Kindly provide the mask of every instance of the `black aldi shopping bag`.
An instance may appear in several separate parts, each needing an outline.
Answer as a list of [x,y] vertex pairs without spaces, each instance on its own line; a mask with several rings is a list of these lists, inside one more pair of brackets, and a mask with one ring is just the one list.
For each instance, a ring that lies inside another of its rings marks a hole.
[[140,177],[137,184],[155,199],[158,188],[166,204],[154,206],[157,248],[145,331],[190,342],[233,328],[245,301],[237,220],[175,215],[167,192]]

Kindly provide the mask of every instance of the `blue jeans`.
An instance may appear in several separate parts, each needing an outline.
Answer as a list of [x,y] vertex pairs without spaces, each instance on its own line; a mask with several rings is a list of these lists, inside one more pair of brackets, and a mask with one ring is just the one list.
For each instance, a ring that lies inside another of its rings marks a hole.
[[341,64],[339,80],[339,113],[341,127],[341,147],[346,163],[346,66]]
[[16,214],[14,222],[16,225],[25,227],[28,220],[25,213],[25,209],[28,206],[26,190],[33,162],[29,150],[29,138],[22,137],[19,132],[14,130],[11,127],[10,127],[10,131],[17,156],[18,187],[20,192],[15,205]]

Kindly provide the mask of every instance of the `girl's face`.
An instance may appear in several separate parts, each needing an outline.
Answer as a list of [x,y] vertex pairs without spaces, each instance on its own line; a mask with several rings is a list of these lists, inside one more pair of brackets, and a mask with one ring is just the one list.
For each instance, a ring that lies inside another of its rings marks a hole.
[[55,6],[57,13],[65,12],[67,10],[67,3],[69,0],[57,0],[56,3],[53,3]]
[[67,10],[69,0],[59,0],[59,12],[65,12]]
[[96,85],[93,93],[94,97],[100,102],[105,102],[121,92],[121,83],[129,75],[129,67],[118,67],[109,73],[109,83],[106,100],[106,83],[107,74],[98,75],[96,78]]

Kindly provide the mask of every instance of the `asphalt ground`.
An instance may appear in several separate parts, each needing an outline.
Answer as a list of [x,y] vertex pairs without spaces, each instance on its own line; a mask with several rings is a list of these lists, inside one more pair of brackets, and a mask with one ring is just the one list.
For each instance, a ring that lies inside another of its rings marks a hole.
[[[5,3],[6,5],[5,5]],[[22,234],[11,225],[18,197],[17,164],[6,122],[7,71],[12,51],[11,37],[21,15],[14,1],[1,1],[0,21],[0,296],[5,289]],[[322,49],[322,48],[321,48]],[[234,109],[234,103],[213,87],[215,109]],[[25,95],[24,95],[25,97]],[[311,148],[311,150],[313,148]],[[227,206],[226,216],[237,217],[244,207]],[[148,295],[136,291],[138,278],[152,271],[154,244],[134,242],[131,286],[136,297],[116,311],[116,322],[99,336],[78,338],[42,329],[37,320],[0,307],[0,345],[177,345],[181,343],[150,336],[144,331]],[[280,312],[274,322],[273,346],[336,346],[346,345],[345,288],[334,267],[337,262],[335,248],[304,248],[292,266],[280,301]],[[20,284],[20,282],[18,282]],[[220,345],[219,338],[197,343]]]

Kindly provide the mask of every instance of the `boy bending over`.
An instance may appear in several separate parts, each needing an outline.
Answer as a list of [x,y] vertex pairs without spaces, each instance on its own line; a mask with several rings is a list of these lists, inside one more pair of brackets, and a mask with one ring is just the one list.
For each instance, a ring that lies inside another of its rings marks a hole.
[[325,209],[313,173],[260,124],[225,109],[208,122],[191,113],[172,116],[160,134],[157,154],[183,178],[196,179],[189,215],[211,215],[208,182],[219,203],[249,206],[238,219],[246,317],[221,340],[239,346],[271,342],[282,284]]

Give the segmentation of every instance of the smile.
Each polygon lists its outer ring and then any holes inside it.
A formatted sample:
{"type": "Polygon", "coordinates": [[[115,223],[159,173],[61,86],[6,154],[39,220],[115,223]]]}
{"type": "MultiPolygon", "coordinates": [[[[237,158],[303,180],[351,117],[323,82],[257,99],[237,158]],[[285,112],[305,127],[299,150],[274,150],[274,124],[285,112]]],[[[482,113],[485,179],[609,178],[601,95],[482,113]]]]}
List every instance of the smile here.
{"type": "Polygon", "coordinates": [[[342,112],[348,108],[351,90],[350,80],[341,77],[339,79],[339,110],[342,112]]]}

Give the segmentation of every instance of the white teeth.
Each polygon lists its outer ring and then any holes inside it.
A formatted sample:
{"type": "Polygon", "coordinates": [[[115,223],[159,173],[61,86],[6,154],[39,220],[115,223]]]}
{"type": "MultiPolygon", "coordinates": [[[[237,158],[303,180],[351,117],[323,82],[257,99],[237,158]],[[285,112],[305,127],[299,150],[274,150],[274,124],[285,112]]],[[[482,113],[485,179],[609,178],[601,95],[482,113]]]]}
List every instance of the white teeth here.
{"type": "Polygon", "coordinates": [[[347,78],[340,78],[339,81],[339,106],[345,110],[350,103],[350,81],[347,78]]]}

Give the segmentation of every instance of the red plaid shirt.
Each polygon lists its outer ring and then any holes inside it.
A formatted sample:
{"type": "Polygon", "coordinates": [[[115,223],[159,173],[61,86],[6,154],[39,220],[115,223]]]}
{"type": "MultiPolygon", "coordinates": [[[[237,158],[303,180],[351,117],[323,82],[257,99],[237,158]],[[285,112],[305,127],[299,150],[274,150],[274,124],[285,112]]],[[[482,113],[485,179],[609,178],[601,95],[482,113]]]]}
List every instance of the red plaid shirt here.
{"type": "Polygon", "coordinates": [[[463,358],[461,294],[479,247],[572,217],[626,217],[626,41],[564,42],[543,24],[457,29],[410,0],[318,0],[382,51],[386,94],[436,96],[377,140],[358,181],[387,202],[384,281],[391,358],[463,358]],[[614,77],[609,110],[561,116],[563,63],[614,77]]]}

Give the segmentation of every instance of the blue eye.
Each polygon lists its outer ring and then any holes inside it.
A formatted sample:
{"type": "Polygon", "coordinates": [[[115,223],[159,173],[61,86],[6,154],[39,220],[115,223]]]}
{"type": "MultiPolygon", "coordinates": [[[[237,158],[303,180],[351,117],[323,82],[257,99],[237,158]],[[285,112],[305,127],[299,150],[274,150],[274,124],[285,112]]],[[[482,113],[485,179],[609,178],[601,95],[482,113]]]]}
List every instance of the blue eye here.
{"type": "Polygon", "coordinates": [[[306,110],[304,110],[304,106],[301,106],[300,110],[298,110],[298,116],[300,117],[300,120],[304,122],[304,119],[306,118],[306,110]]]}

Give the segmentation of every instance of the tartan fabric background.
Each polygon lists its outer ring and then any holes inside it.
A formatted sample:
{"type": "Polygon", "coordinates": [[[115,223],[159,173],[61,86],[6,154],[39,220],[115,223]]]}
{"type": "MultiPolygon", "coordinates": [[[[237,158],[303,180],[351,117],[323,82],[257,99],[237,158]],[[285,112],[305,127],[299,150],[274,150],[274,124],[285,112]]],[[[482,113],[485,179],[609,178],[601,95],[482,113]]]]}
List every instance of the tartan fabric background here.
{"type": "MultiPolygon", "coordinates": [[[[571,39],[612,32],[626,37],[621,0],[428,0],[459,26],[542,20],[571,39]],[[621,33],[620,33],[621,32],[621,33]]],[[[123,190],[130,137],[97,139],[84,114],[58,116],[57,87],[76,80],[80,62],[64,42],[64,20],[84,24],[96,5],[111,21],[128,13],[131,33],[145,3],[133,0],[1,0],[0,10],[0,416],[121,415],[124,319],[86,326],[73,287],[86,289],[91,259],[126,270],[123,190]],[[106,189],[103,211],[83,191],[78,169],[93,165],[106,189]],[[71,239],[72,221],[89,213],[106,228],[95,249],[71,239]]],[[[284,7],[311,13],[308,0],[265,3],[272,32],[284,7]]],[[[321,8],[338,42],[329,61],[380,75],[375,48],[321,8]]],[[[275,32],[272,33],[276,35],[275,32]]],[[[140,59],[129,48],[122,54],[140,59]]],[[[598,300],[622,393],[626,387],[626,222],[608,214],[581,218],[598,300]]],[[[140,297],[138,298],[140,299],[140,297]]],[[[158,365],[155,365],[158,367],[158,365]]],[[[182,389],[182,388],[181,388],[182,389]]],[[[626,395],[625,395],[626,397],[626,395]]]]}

» GOAL
Show every line of the material above that contains the string "tartan", treating uppercase and lowercase letters as different.

» SOLUTION FOR THIS TASK
Give the segmentation of every instance of the tartan fabric background.
List every instance of the tartan fabric background here.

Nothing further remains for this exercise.